● Reading text

===============

Neuronal network inactivity potentiates neuropeptide release from mouse cortical neurons.

Neurons adapt to chronic activity changes by modifying synaptic properties, including neurotransmitter release. However, whether neuropeptide release via dense core vesicles (DCVs)-a distinct regulated secretory pathway-undergoes similar adaptation remains unclear. Here, we demonstrate that 24-hour action potential blockade leads to significant DCV accumulation in primary mouse cortical neurons of both sexes. Reactivation with action potential trains induced enhanced Ca-influx and 700% more DCV exocytosis compared to control neurons. Notably, total DCV cargo protein levels were unchanged, while mRNA levels of corresponding genes were reduced. Blocking neurotransmitter release with Tetanus toxin induced DCV accumulation, similar to that induced by network silencing with TTX. Hence, chronic network silencing triggers increased DCV accumulation due to reduced exocytosis during silencing. These accumulated DCVs can be released upon reactivation resulting in a massive potentiation of DCV exocytosis, possibly contributing to homeostatic mechanisms. This study addresses an unexplored area - how dense core vesicles (DCVs) exocytosis adapts to chronic changes in activity - and demonstrates accumulation of DCVs and a massive upregulation of DCV exocytosis in response to 24h inactivity. The potentiation of neuropeptide release might contribute to homeostatic regulation of neuronal networks in the brain.

===============

● Assignment
Answer these questions about the abstract on neuropeptide release:
1. For how long was action potential activity blocked?
2. How much more DCV exocytosis did reactivated neurons show compared to control neurons?
3. What happened to the mRNA levels of the genes corresponding to DCV cargo proteins?

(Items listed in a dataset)
===============

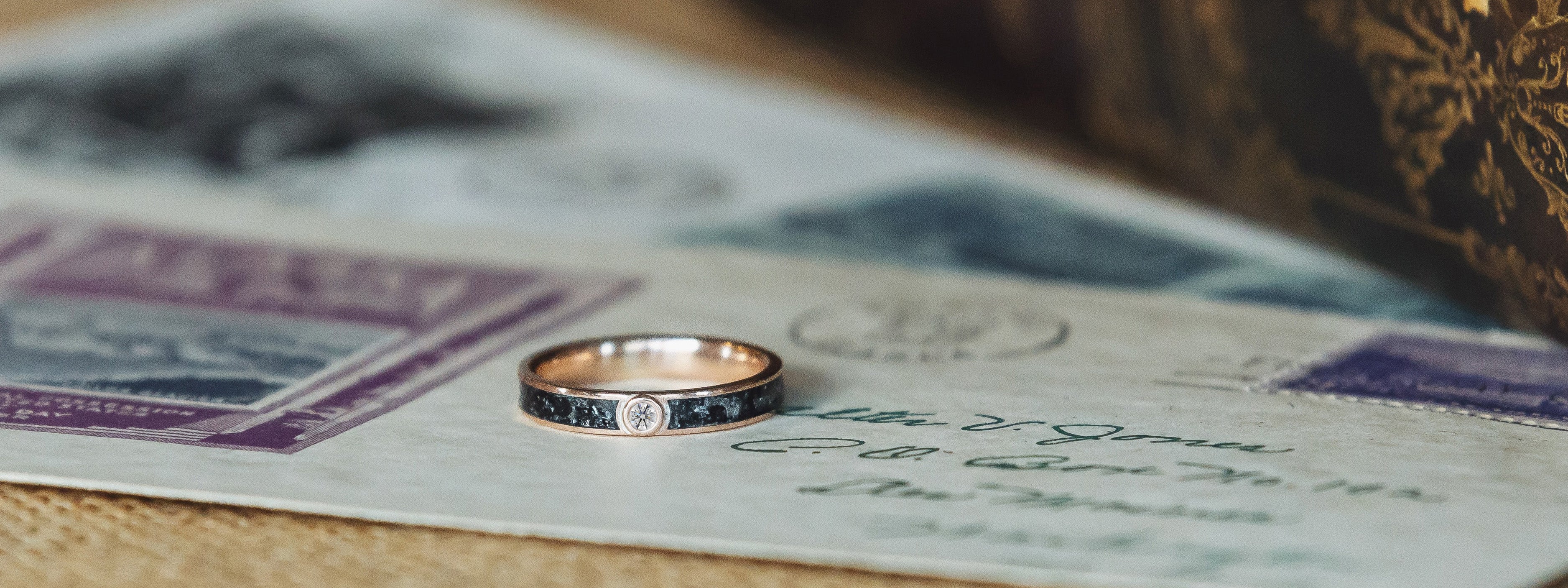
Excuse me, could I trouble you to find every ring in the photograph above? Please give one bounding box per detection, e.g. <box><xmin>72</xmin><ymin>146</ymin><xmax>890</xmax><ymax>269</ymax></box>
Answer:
<box><xmin>518</xmin><ymin>335</ymin><xmax>784</xmax><ymax>436</ymax></box>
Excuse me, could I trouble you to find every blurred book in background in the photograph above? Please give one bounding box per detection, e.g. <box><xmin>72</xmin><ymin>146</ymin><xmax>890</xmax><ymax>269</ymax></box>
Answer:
<box><xmin>748</xmin><ymin>0</ymin><xmax>1568</xmax><ymax>339</ymax></box>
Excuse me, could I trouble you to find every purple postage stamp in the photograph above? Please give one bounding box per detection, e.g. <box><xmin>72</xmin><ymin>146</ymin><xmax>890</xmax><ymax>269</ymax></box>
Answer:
<box><xmin>1270</xmin><ymin>334</ymin><xmax>1568</xmax><ymax>429</ymax></box>
<box><xmin>0</xmin><ymin>209</ymin><xmax>637</xmax><ymax>453</ymax></box>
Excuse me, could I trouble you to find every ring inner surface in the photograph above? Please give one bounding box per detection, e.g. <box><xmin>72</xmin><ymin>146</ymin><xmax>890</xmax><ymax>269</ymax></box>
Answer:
<box><xmin>533</xmin><ymin>337</ymin><xmax>770</xmax><ymax>392</ymax></box>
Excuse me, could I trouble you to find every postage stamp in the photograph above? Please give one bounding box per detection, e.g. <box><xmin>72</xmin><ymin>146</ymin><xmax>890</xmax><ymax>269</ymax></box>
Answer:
<box><xmin>1269</xmin><ymin>334</ymin><xmax>1568</xmax><ymax>429</ymax></box>
<box><xmin>0</xmin><ymin>209</ymin><xmax>637</xmax><ymax>453</ymax></box>
<box><xmin>790</xmin><ymin>298</ymin><xmax>1068</xmax><ymax>362</ymax></box>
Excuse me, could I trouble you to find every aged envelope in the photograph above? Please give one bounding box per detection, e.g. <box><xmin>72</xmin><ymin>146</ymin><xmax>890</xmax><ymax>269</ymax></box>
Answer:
<box><xmin>0</xmin><ymin>187</ymin><xmax>1568</xmax><ymax>586</ymax></box>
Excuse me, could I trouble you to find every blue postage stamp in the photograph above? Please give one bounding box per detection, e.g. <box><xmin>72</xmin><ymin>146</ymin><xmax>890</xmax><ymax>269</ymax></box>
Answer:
<box><xmin>1270</xmin><ymin>334</ymin><xmax>1568</xmax><ymax>429</ymax></box>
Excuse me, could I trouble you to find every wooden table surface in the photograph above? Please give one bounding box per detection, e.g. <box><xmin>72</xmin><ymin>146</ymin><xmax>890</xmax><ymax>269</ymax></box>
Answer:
<box><xmin>0</xmin><ymin>0</ymin><xmax>1091</xmax><ymax>588</ymax></box>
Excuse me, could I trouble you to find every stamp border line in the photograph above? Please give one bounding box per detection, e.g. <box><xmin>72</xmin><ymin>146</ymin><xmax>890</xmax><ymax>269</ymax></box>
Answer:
<box><xmin>1242</xmin><ymin>331</ymin><xmax>1568</xmax><ymax>431</ymax></box>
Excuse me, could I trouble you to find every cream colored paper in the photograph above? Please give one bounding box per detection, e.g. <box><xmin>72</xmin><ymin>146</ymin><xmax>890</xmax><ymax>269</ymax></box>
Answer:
<box><xmin>0</xmin><ymin>188</ymin><xmax>1568</xmax><ymax>586</ymax></box>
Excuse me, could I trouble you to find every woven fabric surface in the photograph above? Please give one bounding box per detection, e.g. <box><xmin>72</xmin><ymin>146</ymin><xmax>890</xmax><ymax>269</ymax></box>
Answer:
<box><xmin>0</xmin><ymin>485</ymin><xmax>1016</xmax><ymax>588</ymax></box>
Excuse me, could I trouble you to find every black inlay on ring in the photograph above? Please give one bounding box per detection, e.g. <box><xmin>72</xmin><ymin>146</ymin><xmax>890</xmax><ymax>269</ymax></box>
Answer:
<box><xmin>670</xmin><ymin>376</ymin><xmax>784</xmax><ymax>429</ymax></box>
<box><xmin>519</xmin><ymin>384</ymin><xmax>621</xmax><ymax>429</ymax></box>
<box><xmin>519</xmin><ymin>376</ymin><xmax>784</xmax><ymax>429</ymax></box>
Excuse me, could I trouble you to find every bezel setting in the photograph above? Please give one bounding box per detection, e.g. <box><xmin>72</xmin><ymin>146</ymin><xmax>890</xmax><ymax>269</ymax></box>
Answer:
<box><xmin>614</xmin><ymin>394</ymin><xmax>670</xmax><ymax>435</ymax></box>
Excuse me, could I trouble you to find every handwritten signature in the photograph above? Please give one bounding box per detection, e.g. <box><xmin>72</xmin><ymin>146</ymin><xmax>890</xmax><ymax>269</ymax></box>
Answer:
<box><xmin>778</xmin><ymin>406</ymin><xmax>1295</xmax><ymax>453</ymax></box>
<box><xmin>729</xmin><ymin>437</ymin><xmax>1447</xmax><ymax>504</ymax></box>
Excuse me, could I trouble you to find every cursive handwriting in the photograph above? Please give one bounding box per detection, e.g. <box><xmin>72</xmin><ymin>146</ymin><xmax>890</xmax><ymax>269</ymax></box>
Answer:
<box><xmin>795</xmin><ymin>478</ymin><xmax>1281</xmax><ymax>525</ymax></box>
<box><xmin>729</xmin><ymin>437</ymin><xmax>1447</xmax><ymax>504</ymax></box>
<box><xmin>862</xmin><ymin>514</ymin><xmax>1359</xmax><ymax>580</ymax></box>
<box><xmin>778</xmin><ymin>406</ymin><xmax>1295</xmax><ymax>453</ymax></box>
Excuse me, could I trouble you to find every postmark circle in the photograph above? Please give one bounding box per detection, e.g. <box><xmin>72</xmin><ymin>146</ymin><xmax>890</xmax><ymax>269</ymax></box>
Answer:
<box><xmin>790</xmin><ymin>297</ymin><xmax>1068</xmax><ymax>362</ymax></box>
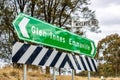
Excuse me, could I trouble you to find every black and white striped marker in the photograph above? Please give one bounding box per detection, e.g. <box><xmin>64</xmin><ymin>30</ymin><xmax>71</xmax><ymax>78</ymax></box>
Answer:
<box><xmin>12</xmin><ymin>42</ymin><xmax>97</xmax><ymax>72</ymax></box>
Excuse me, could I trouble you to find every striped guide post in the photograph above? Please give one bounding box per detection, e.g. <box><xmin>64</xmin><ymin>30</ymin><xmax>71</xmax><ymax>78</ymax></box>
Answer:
<box><xmin>12</xmin><ymin>42</ymin><xmax>97</xmax><ymax>72</ymax></box>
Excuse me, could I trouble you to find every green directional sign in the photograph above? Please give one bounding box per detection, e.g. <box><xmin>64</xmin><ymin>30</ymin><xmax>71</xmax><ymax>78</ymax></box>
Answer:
<box><xmin>13</xmin><ymin>13</ymin><xmax>96</xmax><ymax>57</ymax></box>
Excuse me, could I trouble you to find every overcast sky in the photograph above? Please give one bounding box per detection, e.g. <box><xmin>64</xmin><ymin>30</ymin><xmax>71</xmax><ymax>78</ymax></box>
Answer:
<box><xmin>87</xmin><ymin>0</ymin><xmax>120</xmax><ymax>44</ymax></box>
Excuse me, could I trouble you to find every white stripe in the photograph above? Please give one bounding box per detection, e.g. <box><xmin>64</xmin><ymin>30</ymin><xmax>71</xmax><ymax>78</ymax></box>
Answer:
<box><xmin>44</xmin><ymin>50</ymin><xmax>58</xmax><ymax>66</ymax></box>
<box><xmin>82</xmin><ymin>56</ymin><xmax>90</xmax><ymax>71</ymax></box>
<box><xmin>93</xmin><ymin>59</ymin><xmax>98</xmax><ymax>67</ymax></box>
<box><xmin>12</xmin><ymin>42</ymin><xmax>23</xmax><ymax>57</ymax></box>
<box><xmin>64</xmin><ymin>62</ymin><xmax>71</xmax><ymax>69</ymax></box>
<box><xmin>32</xmin><ymin>48</ymin><xmax>48</xmax><ymax>65</ymax></box>
<box><xmin>18</xmin><ymin>17</ymin><xmax>30</xmax><ymax>38</ymax></box>
<box><xmin>68</xmin><ymin>54</ymin><xmax>78</xmax><ymax>70</ymax></box>
<box><xmin>75</xmin><ymin>56</ymin><xmax>85</xmax><ymax>70</ymax></box>
<box><xmin>18</xmin><ymin>46</ymin><xmax>36</xmax><ymax>63</ymax></box>
<box><xmin>88</xmin><ymin>58</ymin><xmax>95</xmax><ymax>71</ymax></box>
<box><xmin>55</xmin><ymin>53</ymin><xmax>66</xmax><ymax>68</ymax></box>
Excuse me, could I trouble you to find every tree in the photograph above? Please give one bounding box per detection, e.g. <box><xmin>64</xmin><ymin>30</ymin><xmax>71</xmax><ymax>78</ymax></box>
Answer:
<box><xmin>96</xmin><ymin>34</ymin><xmax>120</xmax><ymax>76</ymax></box>
<box><xmin>0</xmin><ymin>0</ymin><xmax>99</xmax><ymax>74</ymax></box>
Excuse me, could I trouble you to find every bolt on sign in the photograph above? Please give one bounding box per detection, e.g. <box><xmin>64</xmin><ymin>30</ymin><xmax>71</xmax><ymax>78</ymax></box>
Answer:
<box><xmin>13</xmin><ymin>13</ymin><xmax>96</xmax><ymax>57</ymax></box>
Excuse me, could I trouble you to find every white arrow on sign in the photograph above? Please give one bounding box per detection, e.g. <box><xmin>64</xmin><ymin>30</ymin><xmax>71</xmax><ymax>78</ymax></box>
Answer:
<box><xmin>19</xmin><ymin>17</ymin><xmax>30</xmax><ymax>38</ymax></box>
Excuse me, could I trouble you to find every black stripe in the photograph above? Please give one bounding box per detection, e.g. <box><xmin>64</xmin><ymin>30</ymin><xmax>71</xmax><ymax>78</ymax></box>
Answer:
<box><xmin>25</xmin><ymin>47</ymin><xmax>42</xmax><ymax>64</ymax></box>
<box><xmin>59</xmin><ymin>55</ymin><xmax>74</xmax><ymax>69</ymax></box>
<box><xmin>79</xmin><ymin>56</ymin><xmax>87</xmax><ymax>70</ymax></box>
<box><xmin>85</xmin><ymin>57</ymin><xmax>93</xmax><ymax>71</ymax></box>
<box><xmin>50</xmin><ymin>52</ymin><xmax>62</xmax><ymax>67</ymax></box>
<box><xmin>39</xmin><ymin>50</ymin><xmax>53</xmax><ymax>65</ymax></box>
<box><xmin>91</xmin><ymin>59</ymin><xmax>97</xmax><ymax>72</ymax></box>
<box><xmin>72</xmin><ymin>55</ymin><xmax>81</xmax><ymax>70</ymax></box>
<box><xmin>12</xmin><ymin>44</ymin><xmax>30</xmax><ymax>62</ymax></box>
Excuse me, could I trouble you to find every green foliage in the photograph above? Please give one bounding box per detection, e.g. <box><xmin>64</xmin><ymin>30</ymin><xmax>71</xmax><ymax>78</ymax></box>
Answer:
<box><xmin>96</xmin><ymin>34</ymin><xmax>120</xmax><ymax>76</ymax></box>
<box><xmin>0</xmin><ymin>0</ymin><xmax>98</xmax><ymax>74</ymax></box>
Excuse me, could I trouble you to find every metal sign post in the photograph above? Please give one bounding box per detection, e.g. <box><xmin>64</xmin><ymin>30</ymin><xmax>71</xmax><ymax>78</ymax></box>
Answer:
<box><xmin>88</xmin><ymin>71</ymin><xmax>90</xmax><ymax>80</ymax></box>
<box><xmin>53</xmin><ymin>67</ymin><xmax>56</xmax><ymax>80</ymax></box>
<box><xmin>71</xmin><ymin>19</ymin><xmax>74</xmax><ymax>80</ymax></box>
<box><xmin>13</xmin><ymin>13</ymin><xmax>96</xmax><ymax>57</ymax></box>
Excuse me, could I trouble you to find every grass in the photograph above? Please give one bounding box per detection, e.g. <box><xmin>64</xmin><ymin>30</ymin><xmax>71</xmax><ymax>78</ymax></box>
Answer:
<box><xmin>0</xmin><ymin>68</ymin><xmax>120</xmax><ymax>80</ymax></box>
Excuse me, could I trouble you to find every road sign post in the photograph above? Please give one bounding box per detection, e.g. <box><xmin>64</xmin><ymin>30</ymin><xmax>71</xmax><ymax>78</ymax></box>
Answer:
<box><xmin>13</xmin><ymin>13</ymin><xmax>96</xmax><ymax>57</ymax></box>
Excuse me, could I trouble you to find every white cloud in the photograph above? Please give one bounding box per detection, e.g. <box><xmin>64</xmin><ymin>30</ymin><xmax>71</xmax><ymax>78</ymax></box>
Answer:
<box><xmin>87</xmin><ymin>0</ymin><xmax>120</xmax><ymax>44</ymax></box>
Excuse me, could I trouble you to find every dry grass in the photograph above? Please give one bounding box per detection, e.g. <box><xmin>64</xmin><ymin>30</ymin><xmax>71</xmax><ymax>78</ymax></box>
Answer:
<box><xmin>0</xmin><ymin>68</ymin><xmax>120</xmax><ymax>80</ymax></box>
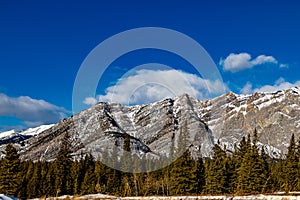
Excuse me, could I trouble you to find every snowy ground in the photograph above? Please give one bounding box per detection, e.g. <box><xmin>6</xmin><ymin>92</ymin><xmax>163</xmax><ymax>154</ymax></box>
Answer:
<box><xmin>34</xmin><ymin>193</ymin><xmax>300</xmax><ymax>200</ymax></box>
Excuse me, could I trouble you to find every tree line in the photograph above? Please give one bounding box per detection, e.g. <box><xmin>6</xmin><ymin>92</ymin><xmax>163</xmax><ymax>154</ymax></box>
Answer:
<box><xmin>0</xmin><ymin>130</ymin><xmax>300</xmax><ymax>199</ymax></box>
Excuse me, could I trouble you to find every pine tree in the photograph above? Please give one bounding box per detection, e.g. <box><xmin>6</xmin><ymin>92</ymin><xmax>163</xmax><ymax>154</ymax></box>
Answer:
<box><xmin>237</xmin><ymin>129</ymin><xmax>268</xmax><ymax>194</ymax></box>
<box><xmin>205</xmin><ymin>142</ymin><xmax>227</xmax><ymax>194</ymax></box>
<box><xmin>53</xmin><ymin>133</ymin><xmax>72</xmax><ymax>195</ymax></box>
<box><xmin>81</xmin><ymin>154</ymin><xmax>96</xmax><ymax>194</ymax></box>
<box><xmin>195</xmin><ymin>147</ymin><xmax>205</xmax><ymax>195</ymax></box>
<box><xmin>284</xmin><ymin>134</ymin><xmax>299</xmax><ymax>192</ymax></box>
<box><xmin>0</xmin><ymin>143</ymin><xmax>22</xmax><ymax>196</ymax></box>
<box><xmin>170</xmin><ymin>150</ymin><xmax>197</xmax><ymax>195</ymax></box>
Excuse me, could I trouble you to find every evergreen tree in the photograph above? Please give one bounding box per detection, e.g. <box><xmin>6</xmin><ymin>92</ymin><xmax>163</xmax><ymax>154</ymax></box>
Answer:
<box><xmin>195</xmin><ymin>147</ymin><xmax>205</xmax><ymax>195</ymax></box>
<box><xmin>205</xmin><ymin>142</ymin><xmax>227</xmax><ymax>194</ymax></box>
<box><xmin>170</xmin><ymin>150</ymin><xmax>197</xmax><ymax>195</ymax></box>
<box><xmin>0</xmin><ymin>143</ymin><xmax>22</xmax><ymax>196</ymax></box>
<box><xmin>53</xmin><ymin>133</ymin><xmax>72</xmax><ymax>195</ymax></box>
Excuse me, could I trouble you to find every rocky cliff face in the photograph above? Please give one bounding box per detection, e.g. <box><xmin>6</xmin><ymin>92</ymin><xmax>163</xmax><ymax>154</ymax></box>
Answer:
<box><xmin>0</xmin><ymin>88</ymin><xmax>300</xmax><ymax>160</ymax></box>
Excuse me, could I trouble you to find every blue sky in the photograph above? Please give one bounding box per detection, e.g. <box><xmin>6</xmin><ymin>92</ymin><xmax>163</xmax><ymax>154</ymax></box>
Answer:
<box><xmin>0</xmin><ymin>0</ymin><xmax>300</xmax><ymax>131</ymax></box>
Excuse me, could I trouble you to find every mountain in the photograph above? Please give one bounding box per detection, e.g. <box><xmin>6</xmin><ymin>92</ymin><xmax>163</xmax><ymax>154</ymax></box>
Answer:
<box><xmin>0</xmin><ymin>87</ymin><xmax>300</xmax><ymax>160</ymax></box>
<box><xmin>0</xmin><ymin>124</ymin><xmax>54</xmax><ymax>145</ymax></box>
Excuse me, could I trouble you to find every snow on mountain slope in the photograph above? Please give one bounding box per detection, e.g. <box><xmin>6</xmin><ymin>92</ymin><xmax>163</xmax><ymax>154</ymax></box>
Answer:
<box><xmin>0</xmin><ymin>124</ymin><xmax>54</xmax><ymax>145</ymax></box>
<box><xmin>0</xmin><ymin>130</ymin><xmax>16</xmax><ymax>139</ymax></box>
<box><xmin>0</xmin><ymin>87</ymin><xmax>300</xmax><ymax>160</ymax></box>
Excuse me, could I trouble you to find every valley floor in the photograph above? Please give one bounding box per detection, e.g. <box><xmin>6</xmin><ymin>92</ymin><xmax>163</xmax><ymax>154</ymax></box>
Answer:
<box><xmin>41</xmin><ymin>193</ymin><xmax>300</xmax><ymax>200</ymax></box>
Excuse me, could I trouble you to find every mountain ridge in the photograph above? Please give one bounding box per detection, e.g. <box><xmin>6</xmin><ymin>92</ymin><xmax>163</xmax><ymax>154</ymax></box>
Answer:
<box><xmin>0</xmin><ymin>87</ymin><xmax>300</xmax><ymax>160</ymax></box>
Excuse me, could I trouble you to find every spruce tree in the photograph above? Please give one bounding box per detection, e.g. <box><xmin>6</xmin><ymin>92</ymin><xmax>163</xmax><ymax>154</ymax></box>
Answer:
<box><xmin>284</xmin><ymin>134</ymin><xmax>299</xmax><ymax>192</ymax></box>
<box><xmin>53</xmin><ymin>133</ymin><xmax>72</xmax><ymax>195</ymax></box>
<box><xmin>0</xmin><ymin>143</ymin><xmax>22</xmax><ymax>196</ymax></box>
<box><xmin>205</xmin><ymin>141</ymin><xmax>227</xmax><ymax>194</ymax></box>
<box><xmin>170</xmin><ymin>150</ymin><xmax>197</xmax><ymax>195</ymax></box>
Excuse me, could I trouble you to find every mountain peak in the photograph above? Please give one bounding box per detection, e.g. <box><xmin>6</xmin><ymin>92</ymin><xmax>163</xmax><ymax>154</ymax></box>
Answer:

===============

● Solution to the problem
1. For 24 hours.
2. 700% more.
3. They were reduced.